● Задание
Верните дословно отрывок из текста о глобализации и будущем: всё от слов «История переживает кризис, ее» и до слов «бесконечность зыбкие земли.» включительно.

● Исходный текст
========
История переживает кризис, ее линейное прочтение, геополитическое и генеалогическое летописание – свойство определенной ментальности. Глобализация мира – финал земной экспансии цивилизации. Universum Humanum, завершив колонизацию планеты, интенсифицирует операции с версиями будущего, осваивая уходящие в бесконечность зыбкие земли.

Осмысление футур-истории – это не только прогнозирование вероятных сценариев и конструирование несуществующих ситуаций с опорой на профессиональную интуицию и обоснованные предположения. Знание о будущем не исчерпывается суммой опознаваемых фактов, являясь искусством пропорций: процессом постижения все более сложных прописей и траекторий реальности, осознания ее глубинной природы и нелинейной логики. Развитие, включая “великие потрясения”, “вызовы и ответы”, бифуркации и фазовые переходы, естественное состояние человека и маршрутов общества. Фокусировка грядущего мозаична: половодье антропотоков размывает постисторическое русло; мейнстрим эпохи, вбирая воды и коды синкретичного бытия, разливается по планете, взламывая социальные перегородки и устраняя ментальные препоны. Поток событий, разделяясь на противотоки, протоки, заводи, дробится, образуя устье совокупного вселенского транзита.

Глобализация Ойкумены, точнее, ее вторая волна – это горизонтальное совмещение культур при удержании их диахронной неоднородности. Или, иначе говоря, гибридный мир, который вне прежней унифицирующей модели “плавильного котла”, миссионерского и колонизационного пыла, чреват десинхронизацией общей истории, генезисом комплексной культурной среды, своего рода дополненной реальности (мультиуниверсума), чье емкое содержание может быть, однако, уплощено, люмпенизировано и карнавализировано.
========
● Фрагменты записей
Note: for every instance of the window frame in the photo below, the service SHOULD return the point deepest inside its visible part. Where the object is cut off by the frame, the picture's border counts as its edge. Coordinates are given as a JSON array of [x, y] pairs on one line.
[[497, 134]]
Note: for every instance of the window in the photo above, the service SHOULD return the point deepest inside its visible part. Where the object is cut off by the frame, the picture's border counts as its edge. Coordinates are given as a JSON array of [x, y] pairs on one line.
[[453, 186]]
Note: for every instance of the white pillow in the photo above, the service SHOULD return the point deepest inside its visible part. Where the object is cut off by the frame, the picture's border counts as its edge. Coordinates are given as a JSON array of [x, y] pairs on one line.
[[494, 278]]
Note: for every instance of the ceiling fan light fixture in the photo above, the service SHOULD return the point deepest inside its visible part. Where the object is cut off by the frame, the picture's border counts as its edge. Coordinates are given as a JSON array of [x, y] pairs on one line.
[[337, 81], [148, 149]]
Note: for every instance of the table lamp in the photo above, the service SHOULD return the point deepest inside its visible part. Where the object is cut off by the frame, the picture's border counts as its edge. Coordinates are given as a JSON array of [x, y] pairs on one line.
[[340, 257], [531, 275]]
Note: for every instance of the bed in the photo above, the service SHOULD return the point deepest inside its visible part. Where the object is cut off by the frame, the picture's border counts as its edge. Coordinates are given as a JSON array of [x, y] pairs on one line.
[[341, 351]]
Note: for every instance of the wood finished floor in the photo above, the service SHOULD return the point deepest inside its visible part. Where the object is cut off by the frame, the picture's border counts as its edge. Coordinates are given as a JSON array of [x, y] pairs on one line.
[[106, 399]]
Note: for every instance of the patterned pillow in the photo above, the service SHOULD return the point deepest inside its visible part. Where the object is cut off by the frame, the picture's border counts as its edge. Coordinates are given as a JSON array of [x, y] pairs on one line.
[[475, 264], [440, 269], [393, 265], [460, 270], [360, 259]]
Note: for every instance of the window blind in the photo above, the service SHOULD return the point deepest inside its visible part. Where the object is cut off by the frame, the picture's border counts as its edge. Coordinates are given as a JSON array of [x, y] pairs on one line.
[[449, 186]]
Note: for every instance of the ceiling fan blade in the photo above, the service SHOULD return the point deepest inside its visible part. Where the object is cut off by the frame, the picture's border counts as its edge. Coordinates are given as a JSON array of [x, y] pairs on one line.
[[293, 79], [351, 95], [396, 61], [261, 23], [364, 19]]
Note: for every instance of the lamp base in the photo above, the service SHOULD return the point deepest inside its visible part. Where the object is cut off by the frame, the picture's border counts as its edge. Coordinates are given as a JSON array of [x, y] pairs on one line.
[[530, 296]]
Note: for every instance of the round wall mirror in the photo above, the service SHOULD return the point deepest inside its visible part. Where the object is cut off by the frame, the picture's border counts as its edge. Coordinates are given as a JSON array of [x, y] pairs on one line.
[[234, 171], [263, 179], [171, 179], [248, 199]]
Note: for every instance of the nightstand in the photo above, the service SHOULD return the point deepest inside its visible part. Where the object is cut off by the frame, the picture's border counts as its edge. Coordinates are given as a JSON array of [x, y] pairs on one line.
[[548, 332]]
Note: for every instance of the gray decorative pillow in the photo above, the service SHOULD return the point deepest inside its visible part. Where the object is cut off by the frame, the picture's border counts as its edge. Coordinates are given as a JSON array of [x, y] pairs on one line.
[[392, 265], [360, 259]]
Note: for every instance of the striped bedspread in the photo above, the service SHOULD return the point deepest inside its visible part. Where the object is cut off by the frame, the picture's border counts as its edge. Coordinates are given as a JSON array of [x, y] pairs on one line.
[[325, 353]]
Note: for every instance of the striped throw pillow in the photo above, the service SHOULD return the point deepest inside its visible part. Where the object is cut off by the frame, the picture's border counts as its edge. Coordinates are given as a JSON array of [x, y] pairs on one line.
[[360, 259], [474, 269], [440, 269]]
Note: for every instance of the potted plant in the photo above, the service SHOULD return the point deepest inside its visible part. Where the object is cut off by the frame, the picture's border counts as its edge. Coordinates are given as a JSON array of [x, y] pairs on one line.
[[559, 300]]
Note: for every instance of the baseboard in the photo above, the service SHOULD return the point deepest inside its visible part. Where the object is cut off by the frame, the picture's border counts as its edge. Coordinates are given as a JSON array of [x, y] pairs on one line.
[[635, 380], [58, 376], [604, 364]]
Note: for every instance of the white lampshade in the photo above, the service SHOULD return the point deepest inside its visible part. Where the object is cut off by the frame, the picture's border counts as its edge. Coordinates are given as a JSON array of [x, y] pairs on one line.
========
● Ответ
История переживает кризис, ее линейное прочтение, геополитическое и генеалогическое летописание – свойство определенной ментальности. Глобализация мира – финал земной экспансии цивилизации. Universum Humanum, завершив колонизацию планеты, интенсифицирует операции с версиями будущего, осваивая уходящие в бесконечность зыбкие земли.